**SHORT EXERCISE**:
Copy verbatim the part of the lines that opens with the line containing "Your task is to find boarded-up" and closes with the line containing "[1024,290,1139,896]", including both of those lines.

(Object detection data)
-----

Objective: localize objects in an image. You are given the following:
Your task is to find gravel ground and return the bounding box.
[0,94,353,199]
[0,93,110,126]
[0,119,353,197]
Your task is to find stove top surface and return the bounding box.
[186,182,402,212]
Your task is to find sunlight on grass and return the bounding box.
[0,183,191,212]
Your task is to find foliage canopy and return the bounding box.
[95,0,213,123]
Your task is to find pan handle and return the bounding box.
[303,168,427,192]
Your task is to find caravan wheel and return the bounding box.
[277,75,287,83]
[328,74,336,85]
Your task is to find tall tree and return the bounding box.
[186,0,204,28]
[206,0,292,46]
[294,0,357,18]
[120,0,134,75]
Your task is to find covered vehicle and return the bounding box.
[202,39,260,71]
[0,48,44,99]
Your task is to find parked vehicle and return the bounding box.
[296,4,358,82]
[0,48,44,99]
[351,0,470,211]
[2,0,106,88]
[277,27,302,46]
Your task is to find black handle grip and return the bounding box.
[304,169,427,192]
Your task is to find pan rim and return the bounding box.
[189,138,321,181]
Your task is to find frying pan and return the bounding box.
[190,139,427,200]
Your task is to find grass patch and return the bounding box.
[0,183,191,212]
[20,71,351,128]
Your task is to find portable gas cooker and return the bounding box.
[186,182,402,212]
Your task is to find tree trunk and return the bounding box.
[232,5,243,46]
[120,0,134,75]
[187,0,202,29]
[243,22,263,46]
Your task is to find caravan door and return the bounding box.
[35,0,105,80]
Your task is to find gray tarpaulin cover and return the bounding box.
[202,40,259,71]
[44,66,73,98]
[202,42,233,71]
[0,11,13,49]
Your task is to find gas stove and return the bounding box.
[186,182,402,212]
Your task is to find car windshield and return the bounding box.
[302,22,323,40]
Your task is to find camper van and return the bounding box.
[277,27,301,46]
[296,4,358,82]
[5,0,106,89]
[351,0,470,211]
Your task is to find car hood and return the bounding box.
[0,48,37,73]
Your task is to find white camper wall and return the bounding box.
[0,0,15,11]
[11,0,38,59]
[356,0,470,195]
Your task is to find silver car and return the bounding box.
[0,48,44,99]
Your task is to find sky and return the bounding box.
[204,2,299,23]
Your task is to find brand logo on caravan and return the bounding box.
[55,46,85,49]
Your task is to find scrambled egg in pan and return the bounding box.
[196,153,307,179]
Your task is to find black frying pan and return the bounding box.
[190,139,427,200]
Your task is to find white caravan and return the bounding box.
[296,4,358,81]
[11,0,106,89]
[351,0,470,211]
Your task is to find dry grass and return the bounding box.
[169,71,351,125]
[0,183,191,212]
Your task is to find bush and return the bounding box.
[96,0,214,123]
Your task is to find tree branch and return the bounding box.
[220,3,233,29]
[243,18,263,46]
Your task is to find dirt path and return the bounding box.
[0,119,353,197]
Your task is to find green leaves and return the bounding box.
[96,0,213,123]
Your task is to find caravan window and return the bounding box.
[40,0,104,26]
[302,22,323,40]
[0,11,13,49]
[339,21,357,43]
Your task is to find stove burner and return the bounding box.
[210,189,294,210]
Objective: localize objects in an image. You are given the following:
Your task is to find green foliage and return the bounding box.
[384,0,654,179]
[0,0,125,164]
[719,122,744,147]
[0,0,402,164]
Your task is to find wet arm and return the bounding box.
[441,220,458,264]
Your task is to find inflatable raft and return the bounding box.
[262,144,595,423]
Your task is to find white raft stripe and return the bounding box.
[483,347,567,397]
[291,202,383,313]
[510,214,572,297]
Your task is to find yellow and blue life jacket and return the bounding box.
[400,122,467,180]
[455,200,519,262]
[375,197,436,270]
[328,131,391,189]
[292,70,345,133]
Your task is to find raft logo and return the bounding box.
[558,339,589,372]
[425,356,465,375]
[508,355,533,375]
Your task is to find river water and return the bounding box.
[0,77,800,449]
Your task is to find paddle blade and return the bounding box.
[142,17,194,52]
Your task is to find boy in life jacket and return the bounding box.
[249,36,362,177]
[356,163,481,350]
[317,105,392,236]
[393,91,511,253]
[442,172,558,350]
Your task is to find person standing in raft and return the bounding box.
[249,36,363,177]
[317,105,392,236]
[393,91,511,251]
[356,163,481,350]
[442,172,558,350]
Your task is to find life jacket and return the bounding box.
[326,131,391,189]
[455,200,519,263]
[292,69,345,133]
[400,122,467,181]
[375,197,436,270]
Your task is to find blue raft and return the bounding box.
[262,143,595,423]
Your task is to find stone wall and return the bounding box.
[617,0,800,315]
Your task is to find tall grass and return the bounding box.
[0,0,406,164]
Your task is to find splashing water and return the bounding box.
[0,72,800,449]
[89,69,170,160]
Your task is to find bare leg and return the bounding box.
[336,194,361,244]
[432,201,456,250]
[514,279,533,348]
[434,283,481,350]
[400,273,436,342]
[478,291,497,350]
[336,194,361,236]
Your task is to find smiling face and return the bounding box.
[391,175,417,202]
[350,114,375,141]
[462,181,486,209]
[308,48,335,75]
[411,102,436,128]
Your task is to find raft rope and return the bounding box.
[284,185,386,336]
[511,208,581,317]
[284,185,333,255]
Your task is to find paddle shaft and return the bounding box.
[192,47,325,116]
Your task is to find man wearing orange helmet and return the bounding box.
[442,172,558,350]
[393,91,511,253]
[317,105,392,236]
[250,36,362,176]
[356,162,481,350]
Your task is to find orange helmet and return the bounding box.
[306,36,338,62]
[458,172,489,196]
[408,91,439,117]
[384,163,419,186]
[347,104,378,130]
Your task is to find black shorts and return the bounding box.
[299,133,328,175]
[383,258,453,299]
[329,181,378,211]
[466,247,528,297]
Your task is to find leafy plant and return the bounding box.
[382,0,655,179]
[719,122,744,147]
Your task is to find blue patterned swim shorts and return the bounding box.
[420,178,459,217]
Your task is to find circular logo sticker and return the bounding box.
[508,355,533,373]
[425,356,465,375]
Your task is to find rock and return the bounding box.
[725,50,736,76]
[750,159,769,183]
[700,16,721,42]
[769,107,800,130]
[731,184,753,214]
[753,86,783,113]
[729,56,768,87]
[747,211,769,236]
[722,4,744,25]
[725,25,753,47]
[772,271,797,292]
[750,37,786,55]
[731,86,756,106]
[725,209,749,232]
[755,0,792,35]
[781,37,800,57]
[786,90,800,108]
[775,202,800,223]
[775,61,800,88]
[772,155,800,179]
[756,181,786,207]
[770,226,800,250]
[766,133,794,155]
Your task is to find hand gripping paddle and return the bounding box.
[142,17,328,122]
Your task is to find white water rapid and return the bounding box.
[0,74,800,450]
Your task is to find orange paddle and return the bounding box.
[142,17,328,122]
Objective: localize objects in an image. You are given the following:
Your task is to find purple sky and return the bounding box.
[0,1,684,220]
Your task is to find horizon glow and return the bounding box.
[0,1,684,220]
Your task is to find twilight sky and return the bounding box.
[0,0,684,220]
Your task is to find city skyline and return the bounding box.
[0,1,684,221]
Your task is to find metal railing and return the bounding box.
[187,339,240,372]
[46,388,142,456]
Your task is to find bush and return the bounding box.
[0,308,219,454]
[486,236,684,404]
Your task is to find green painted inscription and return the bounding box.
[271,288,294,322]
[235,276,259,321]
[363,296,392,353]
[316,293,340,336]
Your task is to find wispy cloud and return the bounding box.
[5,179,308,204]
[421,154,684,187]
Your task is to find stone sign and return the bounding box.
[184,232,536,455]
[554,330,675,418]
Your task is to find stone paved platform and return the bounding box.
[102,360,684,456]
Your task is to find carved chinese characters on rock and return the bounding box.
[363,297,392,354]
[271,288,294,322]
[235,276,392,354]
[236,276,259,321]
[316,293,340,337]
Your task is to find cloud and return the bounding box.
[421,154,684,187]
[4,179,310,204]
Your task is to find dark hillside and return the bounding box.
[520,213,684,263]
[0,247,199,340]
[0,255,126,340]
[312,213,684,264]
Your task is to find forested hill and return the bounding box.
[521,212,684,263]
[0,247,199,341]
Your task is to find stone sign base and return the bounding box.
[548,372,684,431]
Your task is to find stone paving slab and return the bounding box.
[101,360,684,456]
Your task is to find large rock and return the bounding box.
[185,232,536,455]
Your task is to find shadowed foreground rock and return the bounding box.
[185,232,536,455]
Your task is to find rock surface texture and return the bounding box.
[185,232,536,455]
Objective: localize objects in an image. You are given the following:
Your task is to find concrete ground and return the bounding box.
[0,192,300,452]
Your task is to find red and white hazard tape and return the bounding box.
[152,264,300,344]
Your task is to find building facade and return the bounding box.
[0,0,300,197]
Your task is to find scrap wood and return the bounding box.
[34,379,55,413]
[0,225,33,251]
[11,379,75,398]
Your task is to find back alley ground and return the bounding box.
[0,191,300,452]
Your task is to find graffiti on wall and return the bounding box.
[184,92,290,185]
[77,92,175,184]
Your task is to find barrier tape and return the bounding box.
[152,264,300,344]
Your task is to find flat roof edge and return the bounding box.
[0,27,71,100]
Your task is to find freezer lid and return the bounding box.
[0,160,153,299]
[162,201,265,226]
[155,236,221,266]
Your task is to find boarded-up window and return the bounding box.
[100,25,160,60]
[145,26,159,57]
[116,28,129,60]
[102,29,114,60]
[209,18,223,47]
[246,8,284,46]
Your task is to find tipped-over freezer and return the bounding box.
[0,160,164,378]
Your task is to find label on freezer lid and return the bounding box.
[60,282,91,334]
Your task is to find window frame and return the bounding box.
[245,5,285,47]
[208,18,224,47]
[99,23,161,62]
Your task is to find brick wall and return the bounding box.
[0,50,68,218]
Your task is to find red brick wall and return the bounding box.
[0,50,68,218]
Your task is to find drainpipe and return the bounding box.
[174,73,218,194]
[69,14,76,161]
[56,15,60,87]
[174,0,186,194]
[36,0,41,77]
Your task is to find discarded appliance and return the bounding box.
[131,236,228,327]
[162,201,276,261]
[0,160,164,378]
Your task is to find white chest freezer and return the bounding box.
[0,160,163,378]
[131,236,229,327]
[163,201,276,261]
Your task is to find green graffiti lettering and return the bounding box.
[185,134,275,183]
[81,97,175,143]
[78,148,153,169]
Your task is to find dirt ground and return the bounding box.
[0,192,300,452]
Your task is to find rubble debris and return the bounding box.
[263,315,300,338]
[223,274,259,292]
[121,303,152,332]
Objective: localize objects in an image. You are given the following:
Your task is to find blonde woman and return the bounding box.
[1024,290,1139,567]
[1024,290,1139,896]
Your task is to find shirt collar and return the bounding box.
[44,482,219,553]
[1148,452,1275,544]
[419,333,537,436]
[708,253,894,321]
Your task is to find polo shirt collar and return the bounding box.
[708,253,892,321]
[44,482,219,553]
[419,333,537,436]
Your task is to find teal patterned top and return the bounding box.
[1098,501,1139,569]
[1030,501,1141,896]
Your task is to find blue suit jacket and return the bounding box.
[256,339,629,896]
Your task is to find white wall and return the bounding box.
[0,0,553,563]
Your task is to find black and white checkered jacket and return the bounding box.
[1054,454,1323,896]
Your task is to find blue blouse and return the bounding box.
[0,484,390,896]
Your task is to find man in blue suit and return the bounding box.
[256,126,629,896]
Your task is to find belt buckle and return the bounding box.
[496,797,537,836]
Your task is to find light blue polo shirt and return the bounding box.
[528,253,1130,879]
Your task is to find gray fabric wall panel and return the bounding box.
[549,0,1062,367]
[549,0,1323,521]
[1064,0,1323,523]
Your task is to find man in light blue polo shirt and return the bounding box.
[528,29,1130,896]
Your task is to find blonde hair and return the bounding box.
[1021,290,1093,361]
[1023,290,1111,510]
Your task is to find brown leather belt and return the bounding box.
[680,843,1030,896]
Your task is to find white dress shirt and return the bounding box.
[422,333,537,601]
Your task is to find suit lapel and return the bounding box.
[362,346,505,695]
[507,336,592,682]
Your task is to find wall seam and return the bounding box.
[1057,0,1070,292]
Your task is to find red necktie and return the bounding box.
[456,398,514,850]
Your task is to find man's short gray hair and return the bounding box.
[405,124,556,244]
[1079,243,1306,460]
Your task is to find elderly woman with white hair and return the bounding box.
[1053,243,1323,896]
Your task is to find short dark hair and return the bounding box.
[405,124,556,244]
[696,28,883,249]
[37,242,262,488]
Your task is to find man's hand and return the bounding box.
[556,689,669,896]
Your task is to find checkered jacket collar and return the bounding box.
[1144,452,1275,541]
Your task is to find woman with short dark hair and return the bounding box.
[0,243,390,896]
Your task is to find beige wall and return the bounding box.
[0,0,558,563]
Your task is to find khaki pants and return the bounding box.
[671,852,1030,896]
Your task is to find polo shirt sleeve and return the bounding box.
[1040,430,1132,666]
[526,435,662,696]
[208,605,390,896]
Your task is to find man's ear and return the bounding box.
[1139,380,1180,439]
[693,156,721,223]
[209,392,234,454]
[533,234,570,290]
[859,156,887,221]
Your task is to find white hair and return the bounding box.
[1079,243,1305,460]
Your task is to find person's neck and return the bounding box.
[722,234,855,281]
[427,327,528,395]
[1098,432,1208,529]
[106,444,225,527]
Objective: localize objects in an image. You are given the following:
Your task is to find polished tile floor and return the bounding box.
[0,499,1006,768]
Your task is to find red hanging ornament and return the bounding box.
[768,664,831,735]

-----

**RESULT**:
Your task is to find boarded-up window and return the bounding box.
[100,25,160,60]
[145,26,159,57]
[116,28,129,60]
[102,29,114,60]
[209,18,223,47]
[246,8,284,46]
Your task is to find tipped-over freezer and return the bounding box.
[0,160,164,378]
Your task is to find label on freezer lid and return the bounding box.
[60,282,91,334]
Your task is to find window frame and return the bounding box.
[245,5,285,47]
[208,18,224,47]
[99,23,161,62]
Your task is to find brick wall and return the bounding box.
[0,50,68,218]
Your task is to find red brick wall and return the bounding box.
[0,50,68,218]
Your task is to find drainpipe and return the bounding box.
[174,73,218,194]
[69,14,76,161]
[56,15,60,87]
[174,0,186,194]
[36,0,41,77]
Your task is to find discarded appliance and return the bounding box.
[131,236,228,327]
[162,201,276,261]
[0,160,164,378]
Your task is to find white chest freezer and return the bounding box.
[0,160,163,378]
[131,236,229,327]
[163,201,276,261]
Your task is to find green graffiti lettering and return the bounding box.
[185,134,275,183]
[81,97,175,143]
[78,148,153,169]
Your task is to find dirt ground and return the bounding box.
[0,192,300,452]
Your task is to find rubble debris and return the bounding box.
[263,315,300,338]
[223,274,259,292]
[121,303,152,332]
Objective: localize objects in an image. You are given the following:
Your task is to find blonde woman and return the bounding box.
[1024,290,1139,567]
[1024,290,1139,896]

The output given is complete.